REQUIRED WORK. Report each line of the listing below that contains the word "separate", and copy every such line in full.

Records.

--

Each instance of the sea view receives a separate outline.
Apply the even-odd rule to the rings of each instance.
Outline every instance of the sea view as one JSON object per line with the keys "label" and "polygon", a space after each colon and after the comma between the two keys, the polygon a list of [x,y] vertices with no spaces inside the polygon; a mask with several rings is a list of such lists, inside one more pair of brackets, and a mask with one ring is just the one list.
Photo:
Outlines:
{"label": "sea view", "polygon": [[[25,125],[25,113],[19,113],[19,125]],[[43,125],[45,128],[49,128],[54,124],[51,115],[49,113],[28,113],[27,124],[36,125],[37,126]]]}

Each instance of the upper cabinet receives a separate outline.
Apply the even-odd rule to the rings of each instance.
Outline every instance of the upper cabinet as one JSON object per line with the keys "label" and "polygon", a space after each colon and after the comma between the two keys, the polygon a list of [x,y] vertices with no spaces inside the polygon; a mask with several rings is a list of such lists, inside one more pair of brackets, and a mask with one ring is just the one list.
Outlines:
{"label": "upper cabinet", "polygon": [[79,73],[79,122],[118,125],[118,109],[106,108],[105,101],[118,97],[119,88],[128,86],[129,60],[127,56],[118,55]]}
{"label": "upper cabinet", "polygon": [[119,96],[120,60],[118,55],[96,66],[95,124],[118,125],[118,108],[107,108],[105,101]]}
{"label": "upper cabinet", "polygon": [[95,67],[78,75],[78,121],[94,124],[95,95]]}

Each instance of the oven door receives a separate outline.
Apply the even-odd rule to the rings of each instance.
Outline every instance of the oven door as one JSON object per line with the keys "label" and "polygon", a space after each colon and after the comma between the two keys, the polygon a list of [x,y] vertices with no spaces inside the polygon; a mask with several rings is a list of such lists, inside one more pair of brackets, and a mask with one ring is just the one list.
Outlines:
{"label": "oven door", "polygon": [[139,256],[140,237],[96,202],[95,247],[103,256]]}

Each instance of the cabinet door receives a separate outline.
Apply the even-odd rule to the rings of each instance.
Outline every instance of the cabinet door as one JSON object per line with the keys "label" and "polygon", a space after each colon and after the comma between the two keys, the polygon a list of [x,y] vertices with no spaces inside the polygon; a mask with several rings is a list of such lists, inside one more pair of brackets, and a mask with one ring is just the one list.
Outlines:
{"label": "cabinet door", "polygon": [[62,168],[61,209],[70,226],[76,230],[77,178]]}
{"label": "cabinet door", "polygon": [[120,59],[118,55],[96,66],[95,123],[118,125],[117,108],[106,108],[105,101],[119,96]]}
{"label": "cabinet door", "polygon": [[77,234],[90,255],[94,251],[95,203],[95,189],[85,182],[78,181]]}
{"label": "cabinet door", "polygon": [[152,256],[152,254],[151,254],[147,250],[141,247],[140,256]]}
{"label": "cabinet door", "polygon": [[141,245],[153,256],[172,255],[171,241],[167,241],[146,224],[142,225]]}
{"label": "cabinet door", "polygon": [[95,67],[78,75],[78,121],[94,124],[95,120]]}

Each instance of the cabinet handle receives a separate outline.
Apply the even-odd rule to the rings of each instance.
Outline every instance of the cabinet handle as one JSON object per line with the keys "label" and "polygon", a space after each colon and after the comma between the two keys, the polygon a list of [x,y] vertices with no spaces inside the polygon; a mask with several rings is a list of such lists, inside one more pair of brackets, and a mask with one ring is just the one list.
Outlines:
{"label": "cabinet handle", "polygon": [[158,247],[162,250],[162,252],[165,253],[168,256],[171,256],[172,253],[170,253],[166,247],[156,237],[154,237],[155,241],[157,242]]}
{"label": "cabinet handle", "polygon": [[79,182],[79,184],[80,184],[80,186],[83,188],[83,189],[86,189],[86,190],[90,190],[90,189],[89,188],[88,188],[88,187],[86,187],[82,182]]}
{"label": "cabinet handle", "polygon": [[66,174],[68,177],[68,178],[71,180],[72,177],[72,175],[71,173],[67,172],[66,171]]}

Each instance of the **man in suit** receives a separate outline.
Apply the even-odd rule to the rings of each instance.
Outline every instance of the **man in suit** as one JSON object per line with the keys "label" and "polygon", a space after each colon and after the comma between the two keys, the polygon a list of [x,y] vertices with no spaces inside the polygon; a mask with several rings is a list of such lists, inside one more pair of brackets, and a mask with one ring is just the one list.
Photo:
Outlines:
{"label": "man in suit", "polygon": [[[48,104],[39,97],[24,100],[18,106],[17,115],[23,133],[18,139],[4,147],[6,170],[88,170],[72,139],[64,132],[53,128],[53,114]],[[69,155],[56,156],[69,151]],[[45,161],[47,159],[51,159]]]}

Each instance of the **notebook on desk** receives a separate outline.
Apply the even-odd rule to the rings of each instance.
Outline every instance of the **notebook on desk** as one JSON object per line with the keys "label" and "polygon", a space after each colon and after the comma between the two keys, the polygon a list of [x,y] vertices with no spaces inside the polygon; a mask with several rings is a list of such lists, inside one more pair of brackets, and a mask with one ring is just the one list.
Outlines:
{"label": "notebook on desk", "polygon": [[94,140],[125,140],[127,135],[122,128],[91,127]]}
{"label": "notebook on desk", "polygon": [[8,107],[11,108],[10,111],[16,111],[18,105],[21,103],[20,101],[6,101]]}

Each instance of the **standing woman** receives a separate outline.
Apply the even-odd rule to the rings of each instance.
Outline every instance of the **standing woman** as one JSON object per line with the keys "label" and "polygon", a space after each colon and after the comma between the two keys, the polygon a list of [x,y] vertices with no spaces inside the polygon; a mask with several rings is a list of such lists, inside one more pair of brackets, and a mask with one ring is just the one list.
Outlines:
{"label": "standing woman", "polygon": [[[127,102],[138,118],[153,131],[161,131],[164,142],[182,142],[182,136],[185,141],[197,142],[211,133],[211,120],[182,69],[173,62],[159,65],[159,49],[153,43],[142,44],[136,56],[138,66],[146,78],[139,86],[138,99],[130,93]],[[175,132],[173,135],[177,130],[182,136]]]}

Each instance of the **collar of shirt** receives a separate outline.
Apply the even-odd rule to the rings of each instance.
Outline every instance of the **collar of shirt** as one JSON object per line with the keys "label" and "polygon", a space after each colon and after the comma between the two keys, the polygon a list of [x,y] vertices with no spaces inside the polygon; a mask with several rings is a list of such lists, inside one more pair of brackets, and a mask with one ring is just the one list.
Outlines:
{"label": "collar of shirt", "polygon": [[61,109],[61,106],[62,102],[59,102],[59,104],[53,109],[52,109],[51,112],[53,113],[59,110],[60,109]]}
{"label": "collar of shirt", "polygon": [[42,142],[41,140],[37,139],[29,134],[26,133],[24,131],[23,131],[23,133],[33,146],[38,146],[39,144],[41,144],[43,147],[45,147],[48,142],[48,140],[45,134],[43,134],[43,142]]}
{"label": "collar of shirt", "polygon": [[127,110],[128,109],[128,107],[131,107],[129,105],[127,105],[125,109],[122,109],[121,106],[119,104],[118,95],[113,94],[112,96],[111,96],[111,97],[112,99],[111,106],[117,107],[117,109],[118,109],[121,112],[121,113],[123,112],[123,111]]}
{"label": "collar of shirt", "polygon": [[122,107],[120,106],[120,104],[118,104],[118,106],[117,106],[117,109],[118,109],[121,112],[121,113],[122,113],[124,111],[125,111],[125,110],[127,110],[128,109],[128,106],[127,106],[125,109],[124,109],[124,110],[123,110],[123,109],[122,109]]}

--

WRITTEN REPLY.
Each instance of the sea view receives a separate outline.
Each instance of the upper cabinet receives a separate outline.
Each instance of the oven door receives a separate outline.
Each instance of the cabinet door receives a separate outline.
Each instance of the cabinet handle receives a separate outline.
Each instance of the **man in suit** receives a separate outline.
Each instance of the **notebook on desk** receives a separate outline.
Each instance of the **standing woman** receives a separate outline.
Each instance of the **collar of shirt** receives a separate outline.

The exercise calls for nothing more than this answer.